• [Aim of the exercise]: Only the lines running from the line with "Practice step: find the sea" to the end of the records below belong in the answer, each copied exactly.

• [Supplied material]:

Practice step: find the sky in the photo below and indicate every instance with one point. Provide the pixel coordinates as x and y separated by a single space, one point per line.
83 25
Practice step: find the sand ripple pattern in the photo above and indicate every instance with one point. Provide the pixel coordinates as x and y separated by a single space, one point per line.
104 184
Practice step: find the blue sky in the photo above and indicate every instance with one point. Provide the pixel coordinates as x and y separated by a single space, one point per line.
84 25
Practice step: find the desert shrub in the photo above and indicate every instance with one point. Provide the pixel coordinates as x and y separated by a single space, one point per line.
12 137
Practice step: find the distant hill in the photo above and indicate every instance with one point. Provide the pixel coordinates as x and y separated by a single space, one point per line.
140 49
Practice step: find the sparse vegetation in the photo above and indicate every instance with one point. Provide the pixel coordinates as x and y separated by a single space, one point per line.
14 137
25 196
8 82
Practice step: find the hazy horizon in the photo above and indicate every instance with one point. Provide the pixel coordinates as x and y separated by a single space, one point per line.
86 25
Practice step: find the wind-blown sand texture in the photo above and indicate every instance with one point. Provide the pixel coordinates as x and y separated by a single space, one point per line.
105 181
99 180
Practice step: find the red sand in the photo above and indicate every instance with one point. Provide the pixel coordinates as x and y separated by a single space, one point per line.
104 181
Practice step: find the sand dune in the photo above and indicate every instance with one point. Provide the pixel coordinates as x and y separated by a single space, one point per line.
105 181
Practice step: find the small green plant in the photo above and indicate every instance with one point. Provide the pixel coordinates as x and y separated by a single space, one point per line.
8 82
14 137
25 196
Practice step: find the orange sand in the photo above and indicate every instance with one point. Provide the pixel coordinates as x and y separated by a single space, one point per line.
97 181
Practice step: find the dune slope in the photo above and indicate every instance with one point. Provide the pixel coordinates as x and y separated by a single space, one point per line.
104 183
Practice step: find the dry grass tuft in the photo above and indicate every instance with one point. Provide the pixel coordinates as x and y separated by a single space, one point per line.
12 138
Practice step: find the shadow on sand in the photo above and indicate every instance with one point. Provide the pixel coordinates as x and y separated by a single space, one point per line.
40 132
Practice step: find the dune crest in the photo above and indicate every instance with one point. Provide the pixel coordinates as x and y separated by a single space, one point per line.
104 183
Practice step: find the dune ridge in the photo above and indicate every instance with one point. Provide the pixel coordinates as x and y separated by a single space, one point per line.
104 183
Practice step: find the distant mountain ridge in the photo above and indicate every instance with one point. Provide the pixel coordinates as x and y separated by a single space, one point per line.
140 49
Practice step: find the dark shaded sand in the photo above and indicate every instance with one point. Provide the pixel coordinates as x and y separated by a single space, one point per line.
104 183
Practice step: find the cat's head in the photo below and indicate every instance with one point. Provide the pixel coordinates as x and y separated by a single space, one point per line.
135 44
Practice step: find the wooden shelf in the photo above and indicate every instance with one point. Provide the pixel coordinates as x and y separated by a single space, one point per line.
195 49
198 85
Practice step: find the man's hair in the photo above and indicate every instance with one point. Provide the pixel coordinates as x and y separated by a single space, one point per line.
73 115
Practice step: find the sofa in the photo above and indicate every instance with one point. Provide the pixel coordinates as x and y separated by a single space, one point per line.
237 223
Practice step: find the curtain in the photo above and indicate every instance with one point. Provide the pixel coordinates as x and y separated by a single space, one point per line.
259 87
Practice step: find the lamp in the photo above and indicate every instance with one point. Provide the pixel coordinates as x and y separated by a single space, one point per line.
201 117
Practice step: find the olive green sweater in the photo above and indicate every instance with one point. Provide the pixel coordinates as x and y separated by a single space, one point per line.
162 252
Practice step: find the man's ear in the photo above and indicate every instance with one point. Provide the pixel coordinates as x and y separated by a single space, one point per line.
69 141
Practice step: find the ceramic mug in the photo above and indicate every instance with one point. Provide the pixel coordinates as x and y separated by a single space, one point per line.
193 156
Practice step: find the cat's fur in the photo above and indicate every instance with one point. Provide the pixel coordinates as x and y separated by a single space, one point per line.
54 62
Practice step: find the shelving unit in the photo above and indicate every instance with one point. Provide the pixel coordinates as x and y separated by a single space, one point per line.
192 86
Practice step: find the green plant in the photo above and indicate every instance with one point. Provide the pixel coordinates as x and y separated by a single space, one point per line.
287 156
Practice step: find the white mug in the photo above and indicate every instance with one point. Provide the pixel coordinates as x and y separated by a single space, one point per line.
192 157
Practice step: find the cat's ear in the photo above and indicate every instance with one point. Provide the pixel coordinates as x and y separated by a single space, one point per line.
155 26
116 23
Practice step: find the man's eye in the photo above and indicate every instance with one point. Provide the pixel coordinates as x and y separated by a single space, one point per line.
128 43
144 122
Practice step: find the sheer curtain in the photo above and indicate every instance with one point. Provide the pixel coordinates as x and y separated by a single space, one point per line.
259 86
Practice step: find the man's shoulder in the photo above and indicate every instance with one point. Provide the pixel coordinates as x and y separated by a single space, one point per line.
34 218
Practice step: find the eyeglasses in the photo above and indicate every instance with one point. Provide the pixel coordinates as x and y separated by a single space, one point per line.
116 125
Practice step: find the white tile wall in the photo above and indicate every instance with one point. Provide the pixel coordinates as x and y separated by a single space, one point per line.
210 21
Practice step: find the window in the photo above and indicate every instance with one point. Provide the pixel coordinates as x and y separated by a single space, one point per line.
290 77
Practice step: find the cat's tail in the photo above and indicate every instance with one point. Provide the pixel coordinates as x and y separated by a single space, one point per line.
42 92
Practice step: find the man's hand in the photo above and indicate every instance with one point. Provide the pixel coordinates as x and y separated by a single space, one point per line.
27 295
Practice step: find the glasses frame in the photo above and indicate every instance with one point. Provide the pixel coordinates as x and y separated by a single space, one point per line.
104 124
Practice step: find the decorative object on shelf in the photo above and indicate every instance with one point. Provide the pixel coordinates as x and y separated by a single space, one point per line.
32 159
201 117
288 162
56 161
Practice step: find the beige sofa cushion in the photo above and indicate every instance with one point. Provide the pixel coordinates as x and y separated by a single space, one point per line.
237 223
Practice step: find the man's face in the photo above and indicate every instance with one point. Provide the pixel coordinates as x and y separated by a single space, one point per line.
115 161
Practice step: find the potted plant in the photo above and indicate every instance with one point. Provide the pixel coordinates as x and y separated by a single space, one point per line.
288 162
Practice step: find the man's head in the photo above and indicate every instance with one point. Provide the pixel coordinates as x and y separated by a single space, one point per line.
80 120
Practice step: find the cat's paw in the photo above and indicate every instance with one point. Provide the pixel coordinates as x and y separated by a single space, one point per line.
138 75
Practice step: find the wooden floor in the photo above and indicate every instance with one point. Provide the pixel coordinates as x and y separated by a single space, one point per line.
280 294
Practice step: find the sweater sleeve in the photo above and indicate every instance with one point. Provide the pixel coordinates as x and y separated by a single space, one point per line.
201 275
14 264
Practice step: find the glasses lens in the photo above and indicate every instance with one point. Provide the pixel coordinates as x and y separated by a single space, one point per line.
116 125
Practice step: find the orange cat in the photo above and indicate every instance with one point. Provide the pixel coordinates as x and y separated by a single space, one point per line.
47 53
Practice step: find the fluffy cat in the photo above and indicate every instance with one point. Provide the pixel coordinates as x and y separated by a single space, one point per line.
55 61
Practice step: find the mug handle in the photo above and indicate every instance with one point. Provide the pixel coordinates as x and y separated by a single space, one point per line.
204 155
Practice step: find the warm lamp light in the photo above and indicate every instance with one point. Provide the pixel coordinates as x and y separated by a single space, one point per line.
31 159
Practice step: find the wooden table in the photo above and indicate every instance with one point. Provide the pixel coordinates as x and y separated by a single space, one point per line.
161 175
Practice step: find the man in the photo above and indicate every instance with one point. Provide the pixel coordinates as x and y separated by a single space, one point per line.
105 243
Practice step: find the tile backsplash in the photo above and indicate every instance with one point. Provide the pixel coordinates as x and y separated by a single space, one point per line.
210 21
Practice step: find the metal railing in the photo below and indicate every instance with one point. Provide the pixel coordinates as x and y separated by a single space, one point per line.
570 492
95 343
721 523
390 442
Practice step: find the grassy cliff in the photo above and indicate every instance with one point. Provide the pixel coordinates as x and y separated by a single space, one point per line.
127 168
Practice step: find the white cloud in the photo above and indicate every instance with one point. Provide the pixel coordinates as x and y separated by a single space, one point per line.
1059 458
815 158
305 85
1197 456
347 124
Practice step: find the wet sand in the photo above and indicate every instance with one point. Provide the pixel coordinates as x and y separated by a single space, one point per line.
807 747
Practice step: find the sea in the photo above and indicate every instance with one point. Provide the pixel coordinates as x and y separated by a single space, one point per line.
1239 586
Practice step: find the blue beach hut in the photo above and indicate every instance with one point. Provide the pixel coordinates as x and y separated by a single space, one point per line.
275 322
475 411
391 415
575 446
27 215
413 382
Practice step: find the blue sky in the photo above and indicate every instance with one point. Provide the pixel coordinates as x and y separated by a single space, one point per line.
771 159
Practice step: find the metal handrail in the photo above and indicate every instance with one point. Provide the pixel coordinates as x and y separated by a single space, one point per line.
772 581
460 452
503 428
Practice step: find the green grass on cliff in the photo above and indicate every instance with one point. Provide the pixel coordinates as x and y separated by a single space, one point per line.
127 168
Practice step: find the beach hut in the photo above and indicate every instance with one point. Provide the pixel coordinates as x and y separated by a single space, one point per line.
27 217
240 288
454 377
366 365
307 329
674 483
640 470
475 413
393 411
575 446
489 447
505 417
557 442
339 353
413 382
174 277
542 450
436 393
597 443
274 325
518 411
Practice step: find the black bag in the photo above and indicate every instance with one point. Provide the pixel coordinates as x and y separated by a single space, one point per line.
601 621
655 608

• [Response box]:
Practice step: find the sea in the photo above and indicate every instance with one point. Provide the pixel coordinates as x and y separated by a single space, one point per line.
1239 586
Practice step: find the blue beach hut in the photo above and indicate every instance with one point. Provide the pixel coordinates as x and y separated by a single space, one point per line.
275 322
475 411
391 415
575 446
27 215
413 382
Practice step: find the blue sky in the photo above and indicate every instance with one point. Provide the pixel coordinates as x and y separated by a single space, one point per line.
771 159
Practice step: find the metal handrail in the photo above and indicate every instance with one point. Provide the pixel coordinates as x and y separated by a single space, one point per line.
772 581
460 452
503 428
Practice step: find the green grass on cliff in the photo above and indicate every instance with one point. Provide the pixel coordinates as x and y separated by a single space, one point per line.
127 168
Practice step: find the beach hut in the photo above and indicate every instance with one point. Provide the pixel coordinates as x and y separated by a single space, one point per line.
27 217
240 288
454 377
366 365
307 329
674 483
640 470
475 413
393 411
575 446
489 447
505 417
557 442
339 353
413 382
174 277
542 450
436 393
597 443
274 325
518 411
Practice step: find the black bag in the photo above and indicate every instance with one point. Provide the pixel coordinates as x and y separated by a single space, one point per line.
601 621
655 608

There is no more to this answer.